Start of Task inputs

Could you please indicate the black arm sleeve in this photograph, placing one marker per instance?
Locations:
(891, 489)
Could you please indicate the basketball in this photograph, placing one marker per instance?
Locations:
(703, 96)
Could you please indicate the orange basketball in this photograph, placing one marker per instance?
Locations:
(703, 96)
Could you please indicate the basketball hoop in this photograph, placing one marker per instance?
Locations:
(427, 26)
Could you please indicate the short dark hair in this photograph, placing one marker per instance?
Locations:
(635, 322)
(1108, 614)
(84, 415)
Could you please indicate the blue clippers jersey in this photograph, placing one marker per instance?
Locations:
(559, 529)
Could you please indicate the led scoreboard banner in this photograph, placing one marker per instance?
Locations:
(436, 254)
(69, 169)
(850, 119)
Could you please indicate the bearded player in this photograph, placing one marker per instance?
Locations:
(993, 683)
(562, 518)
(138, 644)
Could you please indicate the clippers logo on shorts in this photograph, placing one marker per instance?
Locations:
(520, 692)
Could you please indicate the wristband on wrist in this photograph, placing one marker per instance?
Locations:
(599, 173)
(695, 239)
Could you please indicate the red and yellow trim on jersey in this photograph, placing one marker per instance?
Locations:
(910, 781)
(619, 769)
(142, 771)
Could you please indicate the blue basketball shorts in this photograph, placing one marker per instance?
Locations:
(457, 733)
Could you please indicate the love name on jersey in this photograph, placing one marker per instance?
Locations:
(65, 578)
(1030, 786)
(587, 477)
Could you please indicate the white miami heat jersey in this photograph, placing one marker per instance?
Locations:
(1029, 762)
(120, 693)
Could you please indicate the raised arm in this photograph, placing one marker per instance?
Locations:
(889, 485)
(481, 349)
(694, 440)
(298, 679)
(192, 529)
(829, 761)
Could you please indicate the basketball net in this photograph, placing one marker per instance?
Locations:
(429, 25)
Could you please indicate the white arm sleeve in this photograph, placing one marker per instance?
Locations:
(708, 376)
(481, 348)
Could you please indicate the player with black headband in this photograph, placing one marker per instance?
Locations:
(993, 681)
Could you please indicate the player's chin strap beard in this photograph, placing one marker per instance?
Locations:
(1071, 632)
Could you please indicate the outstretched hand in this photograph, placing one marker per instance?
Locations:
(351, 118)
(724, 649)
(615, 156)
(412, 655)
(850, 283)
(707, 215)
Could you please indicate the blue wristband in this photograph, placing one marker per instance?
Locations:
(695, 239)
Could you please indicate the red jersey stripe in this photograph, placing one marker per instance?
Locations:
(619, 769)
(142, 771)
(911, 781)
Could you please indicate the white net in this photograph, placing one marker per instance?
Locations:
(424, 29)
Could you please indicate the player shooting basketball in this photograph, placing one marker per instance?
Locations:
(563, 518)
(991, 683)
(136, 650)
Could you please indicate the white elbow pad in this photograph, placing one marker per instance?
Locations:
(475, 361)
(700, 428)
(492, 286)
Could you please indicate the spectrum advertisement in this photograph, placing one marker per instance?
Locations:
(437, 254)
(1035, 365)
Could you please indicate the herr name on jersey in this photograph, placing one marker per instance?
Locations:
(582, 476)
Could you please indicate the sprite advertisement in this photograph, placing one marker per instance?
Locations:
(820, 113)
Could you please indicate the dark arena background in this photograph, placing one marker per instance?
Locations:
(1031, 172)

End of Task inputs

### Given request
Output the lines above verbatim, every one of them.

### Expected answer
Could you please indicate the black arm sleeve in this photograph, placing one marker per instance?
Locations:
(891, 489)
Could you please indicate the basketball in this photograph, placing one marker per instance?
Locations:
(703, 96)
Could you please indicate the orange basketball in this photograph, placing one marker per instance?
Locations:
(703, 96)
Could you please indicate the basketball hoop in this photograph, placing one marker per instance?
Locations:
(427, 26)
Could you please indicate the short dark hair in this photograph, placing one marker per instance?
Locations:
(635, 322)
(1108, 614)
(84, 415)
Could you please indicate the blue clippers jersey in this photograph, placing one marker per instance?
Locations:
(559, 529)
Could you please indicate the led scoreboard banner in this photograph, placing one marker per instance?
Locations:
(436, 254)
(69, 169)
(850, 119)
Could you please indicate the bearded player in this photograph, placing one marker per instance?
Locations:
(993, 683)
(562, 518)
(138, 644)
Could you please indicate the clippers logo on shorts in this photograph, placing one marker per instance?
Locations:
(520, 692)
Could you please indicate the wristband on wrist in this photograph, placing one marker per instance?
Locations:
(599, 173)
(695, 239)
Could you please indicate the red and yellow trim on jersey in this photograph, placing one marker per instance?
Locations:
(910, 781)
(619, 769)
(142, 771)
Could you please indicate the blue basketball shorts in this photograph, placing one marker per instance?
Locations:
(457, 733)
Could you please indicate the love name on jersey in this photograph, placing one marker per instance?
Locations:
(65, 578)
(1030, 786)
(587, 477)
Could you please indicate the white miami heat jersey in this photograph, placing one marker per instance?
Locations:
(1029, 762)
(120, 693)
Could you please indicate the raised arm in this photograph, placing one marker per instance?
Locations:
(889, 485)
(481, 349)
(694, 440)
(298, 679)
(192, 529)
(829, 761)
Could you please indicate the basketball net in this photograph, placing one marker per instance?
Locations:
(429, 25)
Could you please indicate the white arm sleeve in this photograph, placing one marker per instance?
Locations:
(708, 376)
(481, 348)
Could you please indicate the player with black headband in this photograph, placing one marker per instance?
Locations:
(993, 681)
Could you please indicate the player's chin strap beard in this photograph, placing one marker per instance?
Locations:
(1071, 632)
Could you please indicate the outstretched hand in this photograph, placing one marker per instance?
Locations:
(351, 118)
(724, 649)
(615, 156)
(412, 655)
(850, 283)
(707, 215)
Could you please indicate the blue wristband in this photograph, placing one marker per instance?
Locations:
(695, 239)
Could you please indicate the red jersey stripe in this photograph, placing one marker per instance?
Locations:
(619, 769)
(142, 771)
(911, 781)
Could you please indicate the white net in this photograph, placing one marker per instance?
Locations:
(424, 29)
Could you please indicate the player shooting basketball in this photograph, placing one marker per instance?
Locations:
(563, 518)
(991, 683)
(136, 650)
Could you please indicate the white elbow pad in this photograph, placing one marker per instance?
Locations:
(475, 361)
(700, 428)
(492, 286)
Could you please indicate the spectrum advertisement in this photograph, placing one marker per instance?
Locations:
(437, 254)
(1035, 365)
Could you please indicate the herr name on jersey in this photograph, placing one marker per instance?
Locations:
(582, 476)
Could you please indicate the sprite advertisement in this photograph, placing one marker per instance?
Locations:
(820, 113)
Could you please indicate the dark arena background in this photograph, placing one marker per instance?
Locations:
(1031, 172)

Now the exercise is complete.